◆ **What to produce**
Convert the lines of the entries below into a JSON list of strings, with one string per line and blank lines left out. Cover every entry, and leave the pictures out of the answer.

****************************************

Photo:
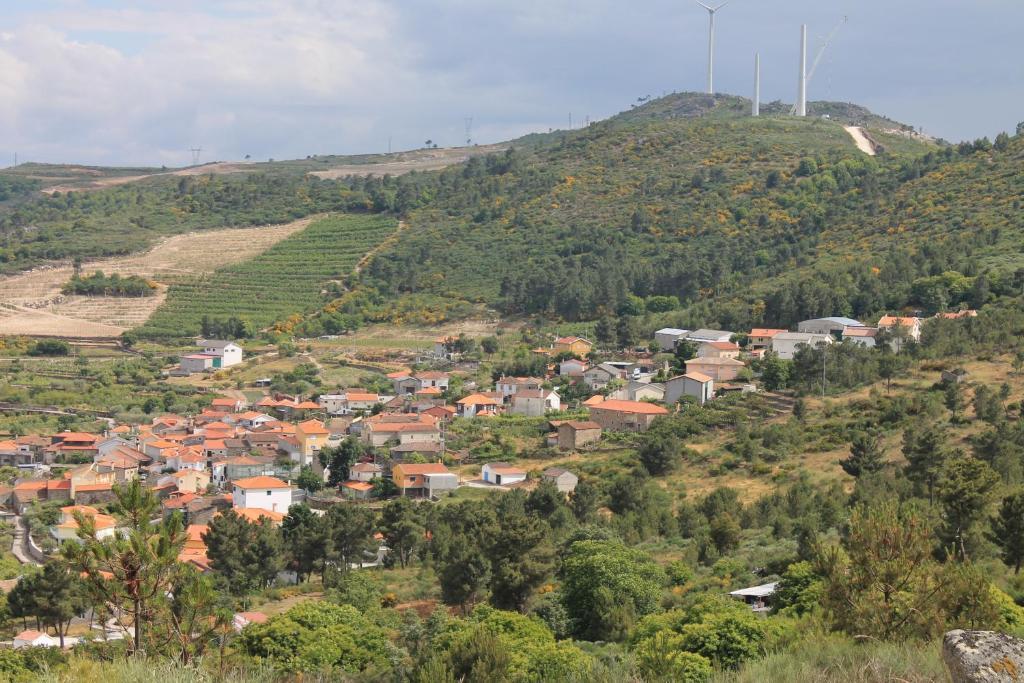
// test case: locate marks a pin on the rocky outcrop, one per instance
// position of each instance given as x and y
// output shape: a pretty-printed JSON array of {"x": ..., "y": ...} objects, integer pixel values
[{"x": 983, "y": 656}]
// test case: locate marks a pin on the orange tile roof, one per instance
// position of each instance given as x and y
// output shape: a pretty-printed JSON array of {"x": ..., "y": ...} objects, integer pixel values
[
  {"x": 636, "y": 407},
  {"x": 421, "y": 468},
  {"x": 254, "y": 514},
  {"x": 312, "y": 427},
  {"x": 77, "y": 436},
  {"x": 260, "y": 482},
  {"x": 93, "y": 486},
  {"x": 477, "y": 399},
  {"x": 892, "y": 321}
]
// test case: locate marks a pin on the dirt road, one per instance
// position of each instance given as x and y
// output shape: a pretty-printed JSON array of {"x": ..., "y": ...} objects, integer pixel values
[
  {"x": 863, "y": 143},
  {"x": 31, "y": 303}
]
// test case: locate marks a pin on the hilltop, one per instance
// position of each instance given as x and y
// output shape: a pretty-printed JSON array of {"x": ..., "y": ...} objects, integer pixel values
[{"x": 686, "y": 200}]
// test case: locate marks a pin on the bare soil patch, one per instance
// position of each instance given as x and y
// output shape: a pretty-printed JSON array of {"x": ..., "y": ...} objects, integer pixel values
[{"x": 31, "y": 303}]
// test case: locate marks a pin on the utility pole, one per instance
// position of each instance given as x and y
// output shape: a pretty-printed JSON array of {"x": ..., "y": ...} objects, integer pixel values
[
  {"x": 757, "y": 85},
  {"x": 824, "y": 355}
]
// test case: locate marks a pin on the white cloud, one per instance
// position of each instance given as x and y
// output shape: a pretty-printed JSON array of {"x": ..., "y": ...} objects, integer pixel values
[{"x": 141, "y": 82}]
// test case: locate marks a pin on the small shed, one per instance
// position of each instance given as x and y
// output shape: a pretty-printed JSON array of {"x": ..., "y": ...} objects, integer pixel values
[{"x": 758, "y": 597}]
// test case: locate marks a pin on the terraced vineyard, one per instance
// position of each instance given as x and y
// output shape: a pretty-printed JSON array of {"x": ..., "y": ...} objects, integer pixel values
[{"x": 287, "y": 279}]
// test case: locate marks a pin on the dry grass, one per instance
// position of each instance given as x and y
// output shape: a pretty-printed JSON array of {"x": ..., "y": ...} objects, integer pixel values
[{"x": 31, "y": 303}]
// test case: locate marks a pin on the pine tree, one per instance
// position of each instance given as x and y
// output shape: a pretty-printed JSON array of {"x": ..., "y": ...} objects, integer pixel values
[
  {"x": 865, "y": 455},
  {"x": 1008, "y": 530}
]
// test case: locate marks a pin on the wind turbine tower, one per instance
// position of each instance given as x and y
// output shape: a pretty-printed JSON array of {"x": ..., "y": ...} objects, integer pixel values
[
  {"x": 802, "y": 88},
  {"x": 757, "y": 85},
  {"x": 711, "y": 43}
]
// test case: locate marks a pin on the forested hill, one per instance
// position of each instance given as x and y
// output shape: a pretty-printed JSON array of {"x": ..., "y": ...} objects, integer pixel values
[
  {"x": 742, "y": 220},
  {"x": 645, "y": 204}
]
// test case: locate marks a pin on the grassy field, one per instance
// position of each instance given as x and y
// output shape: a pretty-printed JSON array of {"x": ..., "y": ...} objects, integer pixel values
[{"x": 287, "y": 279}]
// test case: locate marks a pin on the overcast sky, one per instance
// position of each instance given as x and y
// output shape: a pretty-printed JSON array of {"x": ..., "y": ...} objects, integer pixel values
[{"x": 114, "y": 82}]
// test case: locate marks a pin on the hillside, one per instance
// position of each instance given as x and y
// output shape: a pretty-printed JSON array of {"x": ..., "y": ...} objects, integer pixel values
[
  {"x": 288, "y": 279},
  {"x": 721, "y": 218},
  {"x": 719, "y": 211}
]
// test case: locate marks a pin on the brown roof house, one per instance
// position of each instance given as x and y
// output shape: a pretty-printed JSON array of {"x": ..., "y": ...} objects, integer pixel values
[
  {"x": 626, "y": 415},
  {"x": 576, "y": 434}
]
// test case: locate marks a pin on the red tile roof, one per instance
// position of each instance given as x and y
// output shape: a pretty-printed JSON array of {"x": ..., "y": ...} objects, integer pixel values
[{"x": 636, "y": 407}]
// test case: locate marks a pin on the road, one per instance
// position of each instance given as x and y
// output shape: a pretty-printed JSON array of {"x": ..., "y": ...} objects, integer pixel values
[
  {"x": 19, "y": 547},
  {"x": 860, "y": 138}
]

****************************************

◆ **Written solution**
[
  "Photo:",
  "// test case: locate marks a pin on the rocky outcrop, one per instance",
  "// position of each instance given as x and y",
  "// output shape: a pretty-printed JSON array of {\"x\": ..., \"y\": ...} objects, integer pixel values",
  "[{\"x\": 983, \"y\": 656}]",
  "// test case: locate marks a pin on the orange tile roof, one per instance",
  "// position of each instance given as x and y",
  "// output shape: a pretty-printed JSON array of {\"x\": ..., \"y\": ...} objects, integer pixel values",
  "[",
  "  {\"x\": 636, \"y\": 407},",
  "  {\"x\": 421, \"y\": 468},",
  "  {\"x\": 254, \"y\": 514},",
  "  {\"x\": 312, \"y\": 427},",
  "  {\"x\": 77, \"y\": 436},",
  "  {\"x\": 260, \"y\": 482},",
  "  {\"x\": 93, \"y\": 486},",
  "  {\"x\": 477, \"y\": 399},",
  "  {\"x\": 892, \"y\": 321}",
  "]",
  "// test case: locate marks a pin on the dirt road, one per instance",
  "// position of each instance given as x and y",
  "// output shape: a pretty-printed JSON array of {\"x\": ..., \"y\": ...} objects, integer pixel values",
  "[",
  "  {\"x\": 863, \"y\": 143},",
  "  {\"x\": 31, \"y\": 303}",
  "]",
  "// test case: locate marks a pin on the hilltop, one per instance",
  "// position of each instance given as x and y",
  "// output shape: a pretty-printed JSON array of {\"x\": ..., \"y\": ...} objects, integer pixel values",
  "[{\"x\": 686, \"y\": 200}]",
  "// test case: locate marks a pin on the bare soil patch, one per instance",
  "// position of each instance given as x and y",
  "// output shape: a pretty-printed JSON array of {\"x\": ..., \"y\": ...} objects, integer pixel values",
  "[{\"x\": 31, \"y\": 303}]",
  "// test case: locate marks a pin on the utility pole, one per instance",
  "// position of each instance given as x and y",
  "// output shape: a pretty-printed JSON array of {\"x\": ..., \"y\": ...} objects, integer pixel values",
  "[",
  "  {\"x\": 757, \"y\": 85},",
  "  {\"x\": 824, \"y\": 355}",
  "]",
  "// test case: locate marks a pin on the white cloud, one per instance",
  "// position of each instance given as x and y",
  "// output shape: a pretty-printed JSON array of {\"x\": ..., \"y\": ...} objects, integer pixel values",
  "[{\"x\": 141, \"y\": 82}]",
  "// test case: locate marks a pin on the small shed, one per instance",
  "// position of each instance given as x and y",
  "// output shape: a pretty-printed JSON array of {\"x\": ..., \"y\": ...} objects, integer pixel values",
  "[{\"x\": 758, \"y\": 597}]",
  "// test case: locate marks a pin on the terraced vineyard, one per instance",
  "// position of each instance given as x and y",
  "// output shape: a pretty-printed JSON array of {\"x\": ..., \"y\": ...} objects, integer pixel values",
  "[{\"x\": 287, \"y\": 279}]",
  "// test case: locate marks a pin on the dry grass, one per instance",
  "// position of each instance given as x and y",
  "// output shape: a pretty-printed JSON array of {\"x\": ..., \"y\": ...} objects, integer pixel values",
  "[{\"x\": 31, \"y\": 303}]",
  "// test case: locate marks a pin on the pine tree, one per instance",
  "// position of each instance given as x and y",
  "// output shape: a pretty-printed JSON array of {\"x\": ..., \"y\": ...} objects, integer pixel values",
  "[",
  "  {\"x\": 865, \"y\": 455},",
  "  {\"x\": 1008, \"y\": 530}",
  "]",
  "// test case: locate marks a pin on the wind turbine tower, one per instance",
  "// position of each instance given as x and y",
  "// output shape: a pretty-printed JSON array of {\"x\": ..., \"y\": ...} objects, integer pixel values",
  "[",
  "  {\"x\": 802, \"y\": 88},",
  "  {\"x\": 757, \"y\": 85},",
  "  {\"x\": 711, \"y\": 43}",
  "]",
  "// test case: locate marks a pin on the forested hill, one per instance",
  "// position of each instance given as x and y",
  "// output shape: a pretty-printed JSON array of {\"x\": ..., \"y\": ...} objects, integer pixel values",
  "[",
  "  {\"x\": 742, \"y\": 220},",
  "  {\"x\": 645, \"y\": 204}",
  "]",
  "// test case: locate marks a pin on the grassy field, one per instance",
  "// position of each instance given as x and y",
  "// output shape: a pretty-printed JSON array of {\"x\": ..., \"y\": ...} objects, integer pixel values",
  "[{\"x\": 287, \"y\": 279}]",
  "// test case: locate marks a pin on the overcast sky, one per instance",
  "// position of each instance given as x and y",
  "// output shape: a pretty-printed JSON array of {\"x\": ..., \"y\": ...} objects, integer pixel values",
  "[{\"x\": 114, \"y\": 82}]",
  "// test case: locate marks a pin on the hillside, one per instance",
  "// position of each instance given as x and y",
  "// output shape: a pretty-printed JSON array of {\"x\": ..., \"y\": ...} objects, integer pixel values",
  "[",
  "  {\"x\": 288, \"y\": 279},",
  "  {\"x\": 721, \"y\": 218},",
  "  {\"x\": 719, \"y\": 211}",
  "]",
  "// test case: locate marks a pin on the brown roof house, one per instance",
  "// position of each instance given as x and y",
  "// output shape: a pretty-printed JSON array of {\"x\": ..., \"y\": ...} objects, integer pixel values",
  "[",
  "  {\"x\": 626, \"y\": 415},",
  "  {\"x\": 576, \"y\": 434}",
  "]",
  "// test case: locate marks a pin on the red tile roof, one per instance",
  "// position of each instance given as x and y",
  "// output shape: a pretty-printed JSON array of {\"x\": ..., \"y\": ...} objects, integer pixel values",
  "[{\"x\": 636, \"y\": 407}]",
  "// test case: locate marks a pin on the road, one per instance",
  "// position of each instance given as x and y",
  "// output shape: a pretty-printed JSON array of {\"x\": ..., \"y\": ...} objects, integer pixel values",
  "[",
  "  {\"x\": 19, \"y\": 547},",
  "  {\"x\": 860, \"y\": 138}",
  "]"
]